Problem to work on ->
Please express the items below as a two-column CSV with the headers text and answer, one row per item. Put each item's text and its answer in a single quoted field each, with any line breaks replaced by spaces.

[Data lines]
>>
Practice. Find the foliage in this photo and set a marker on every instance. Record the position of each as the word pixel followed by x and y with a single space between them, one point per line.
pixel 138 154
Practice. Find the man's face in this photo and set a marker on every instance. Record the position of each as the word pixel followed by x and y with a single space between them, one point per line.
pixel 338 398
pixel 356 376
<<
Answer to the task ->
text,answer
"Practice. Find the foliage in this photo and set a marker on every instance. Record the position of each as the word pixel followed by x and y with a single space between them, one point per line.","pixel 138 154"
"Practice. Find the man's face in this photo and set a marker on every instance. Record the position of each as the word pixel followed by x and y with a single space between them, one point per line.","pixel 338 398 pixel 356 376"